PROBLEM STATEMENT -
Retype all of the material below exactly, line for line, but leave out the pictures.
== MATERIAL SHOWN ==
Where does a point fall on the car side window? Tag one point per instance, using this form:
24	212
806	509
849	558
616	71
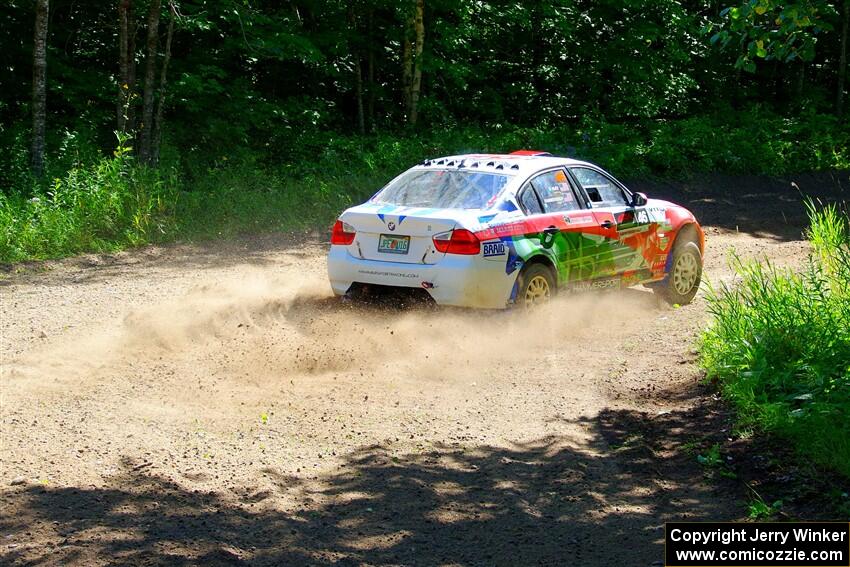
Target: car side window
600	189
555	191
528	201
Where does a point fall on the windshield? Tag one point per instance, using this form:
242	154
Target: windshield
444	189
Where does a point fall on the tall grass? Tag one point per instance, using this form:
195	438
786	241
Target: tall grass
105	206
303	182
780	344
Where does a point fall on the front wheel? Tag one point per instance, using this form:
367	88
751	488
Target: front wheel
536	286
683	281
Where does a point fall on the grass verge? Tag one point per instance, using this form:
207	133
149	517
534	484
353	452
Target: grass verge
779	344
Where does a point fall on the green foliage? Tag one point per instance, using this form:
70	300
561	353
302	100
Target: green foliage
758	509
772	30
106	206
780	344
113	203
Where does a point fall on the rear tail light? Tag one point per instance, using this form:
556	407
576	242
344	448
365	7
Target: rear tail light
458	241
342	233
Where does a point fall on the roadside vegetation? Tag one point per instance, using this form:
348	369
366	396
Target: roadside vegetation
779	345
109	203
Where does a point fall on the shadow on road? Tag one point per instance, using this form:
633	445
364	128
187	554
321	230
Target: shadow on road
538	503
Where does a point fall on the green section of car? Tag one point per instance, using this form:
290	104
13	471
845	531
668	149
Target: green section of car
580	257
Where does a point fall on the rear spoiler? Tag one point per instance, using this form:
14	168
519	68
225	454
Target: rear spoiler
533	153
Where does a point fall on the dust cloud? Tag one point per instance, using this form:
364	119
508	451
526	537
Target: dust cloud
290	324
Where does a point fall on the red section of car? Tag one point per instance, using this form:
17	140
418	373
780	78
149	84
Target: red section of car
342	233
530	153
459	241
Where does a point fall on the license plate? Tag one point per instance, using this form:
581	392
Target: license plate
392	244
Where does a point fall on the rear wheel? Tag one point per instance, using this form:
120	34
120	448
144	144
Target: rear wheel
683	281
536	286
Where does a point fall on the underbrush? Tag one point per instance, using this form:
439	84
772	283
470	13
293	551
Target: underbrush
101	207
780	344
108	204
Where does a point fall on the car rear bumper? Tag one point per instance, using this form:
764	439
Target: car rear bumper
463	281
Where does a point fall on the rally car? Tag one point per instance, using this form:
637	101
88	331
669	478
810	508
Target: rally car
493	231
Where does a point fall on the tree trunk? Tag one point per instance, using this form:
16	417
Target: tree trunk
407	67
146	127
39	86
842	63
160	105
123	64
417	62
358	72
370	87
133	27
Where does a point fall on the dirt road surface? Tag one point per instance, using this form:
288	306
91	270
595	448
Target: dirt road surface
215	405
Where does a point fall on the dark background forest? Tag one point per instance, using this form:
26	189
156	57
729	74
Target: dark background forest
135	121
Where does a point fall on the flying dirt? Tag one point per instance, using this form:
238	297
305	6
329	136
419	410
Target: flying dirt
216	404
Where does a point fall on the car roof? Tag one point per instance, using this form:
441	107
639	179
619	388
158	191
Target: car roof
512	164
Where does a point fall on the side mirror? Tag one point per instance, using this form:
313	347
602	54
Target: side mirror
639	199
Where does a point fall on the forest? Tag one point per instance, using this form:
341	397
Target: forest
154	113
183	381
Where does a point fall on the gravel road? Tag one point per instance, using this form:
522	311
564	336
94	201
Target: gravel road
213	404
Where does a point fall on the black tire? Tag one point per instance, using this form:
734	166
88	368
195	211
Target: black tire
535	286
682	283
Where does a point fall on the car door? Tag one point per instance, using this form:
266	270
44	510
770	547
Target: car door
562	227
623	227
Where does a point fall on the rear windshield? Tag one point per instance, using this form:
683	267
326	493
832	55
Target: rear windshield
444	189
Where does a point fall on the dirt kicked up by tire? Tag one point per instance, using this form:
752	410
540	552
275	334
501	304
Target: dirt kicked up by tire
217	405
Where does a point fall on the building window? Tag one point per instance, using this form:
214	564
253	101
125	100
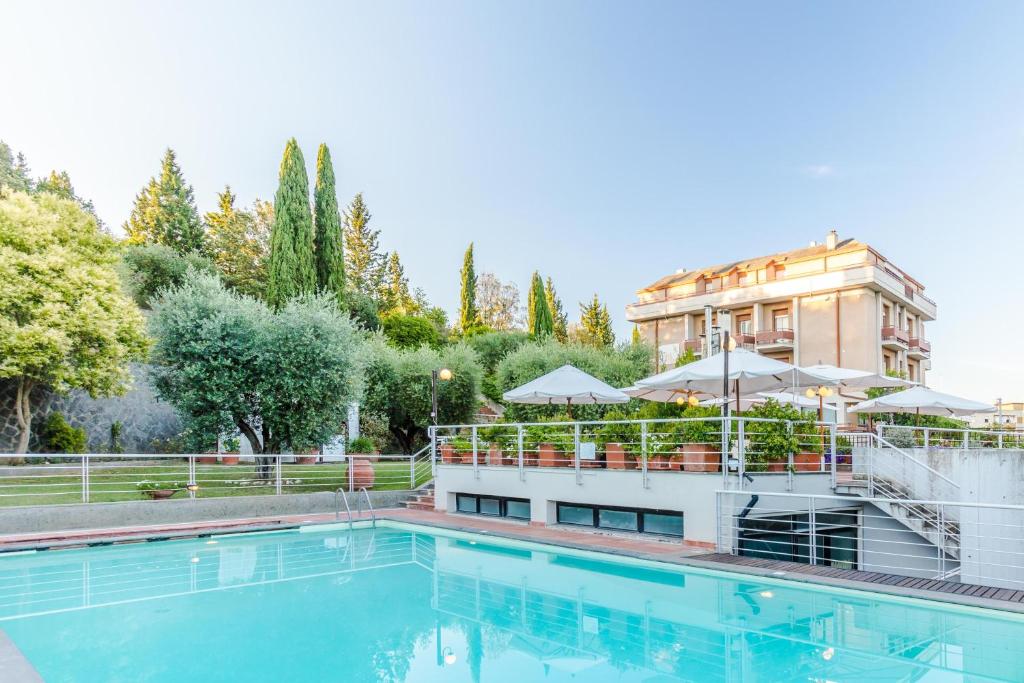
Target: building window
===
RESPONSE -
Where does a point fall on the car side window? Tag one point per instance, using this form:
24	212
806	509
849	558
616	71
Target: car side window
600	189
555	191
528	201
Where does a point fall on the windshield? Tag one point per instance, using this form:
242	154
Target: windshield
444	189
Where does a point fall on the tall grass? Tag one point per instance, using this form:
195	438
786	241
Target: tall grass
105	206
303	182
780	344
Where does a point fall on the front wheel? Tag one point per instance, using this form:
367	88
751	488
Target: front wheel
536	286
683	281
Where does a point fall on the grass verge? Tag one point per instance, using this form:
207	133
149	517
534	484
353	452
Target: grass verge
779	344
Where does a point fall on the green foliage? Tag one point per instance, using this form:
70	300
561	353
302	100
Target: green foliage
758	509
772	30
106	206
780	344
113	203
Where does a point fall on the rear tail light? Tag one point per instance, using this form:
556	407
576	242
344	448
365	7
Target: rear tail light
458	241
342	233
Where does a point fall on the roadside vegetation? Tag one point per instance, using this form:
348	369
366	396
Target: roadside vegetation
779	345
109	203
Where does a point fall on the shadow on road? Tag one point per instance, using this form:
633	445
364	128
187	554
321	230
Target: shadow on road
538	503
Where does a point fall on the green section of car? Tag one point per instance, using this form:
290	104
13	471
845	531
668	149
Target: green section of car
580	257
Where does a point fall on the rear spoiler? Tag one point per instance, using this form:
14	168
519	68
225	454
Target: rear spoiler
533	153
Where does a point fall on the dust cloud? Tag one point per instance, using this form:
364	119
508	451
526	537
Target: dust cloud
290	324
Where does a point fall on the red section of car? Tag one point per instance, using this form:
17	140
418	373
780	78
149	84
Target: red section of car
342	233
530	153
459	241
Where does a point fall on the license plate? Tag one point per instance, using this form:
581	392
Target: license plate
392	244
Where does a point fall on the rear wheel? Tag one point per instance, using this form:
120	34
120	448
144	144
Target: rear wheel
683	281
536	286
Where does a point fall on the underbrush? Tag one point per instance, using this form:
439	84
772	283
470	13
293	551
Target: underbrush
101	207
780	344
108	204
Where does a point fall on the car rear bumper? Tag one point per instance, using this form:
764	439
Target: car rear bumper
463	281
Where does a point fall on the rally car? Tag one point per instance, using this form:
637	101
88	331
669	478
810	508
Target: rally car
493	231
Where does a point fall on the tree trunk? Tag one point per instance, using this form:
16	417
Target: tree trunk
407	67
146	127
39	86
842	63
160	105
123	64
417	62
358	72
370	87
133	27
Where does a point fall on the dirt road surface? Tag one point per instance, using this form:
288	306
91	270
595	448
Target: dirt road surface
215	405
Where does a point fall on the dark background forest? Tag one point per instance, using this form:
26	189
156	57
729	74
Target: dark background forest
135	121
Where does a point fall on the flying dirt? Tag one point per instance, using this form:
238	297
305	6
329	136
419	410
Target: flying dirt
216	404
Where does a point fall on the car roof? Tag one point per instance, using this form:
441	107
639	179
619	388
158	191
Target: car roof
512	164
Where does a point fall on the side mirror? Tag one point per instance, using this form:
313	347
602	54
Target: side mirror
639	199
Where does a point fall on the forest? Tag one point per instance, using this form:
341	397
Target: forest
154	113
183	381
Where does a point fall on the gravel road? Tag one point per instance, using this form:
522	311
564	336
94	201
Target: gravel road
213	404
Where does a point fall on the black tire? Tag one point per instance, using this form:
734	166
88	368
195	211
Target: black tire
535	286
682	283
Where does a point fall on the car door? Tag one point per instance, using this form:
266	270
44	510
770	547
Target: car door
562	227
623	227
Where does a point fall on the rear windshield? Tag one point per instance, using this form:
683	267
326	493
832	55
Target: rear windshield
444	189
Where does a point fall on the dirt kicked up by tire? Tag one point per instance, using this form:
752	410
540	552
275	334
501	304
Target: dirt kicked up by tire
217	405
Where does a point fall on the building window? Tag one point per instance, using this form:
214	564
253	101
125	100
Target: building window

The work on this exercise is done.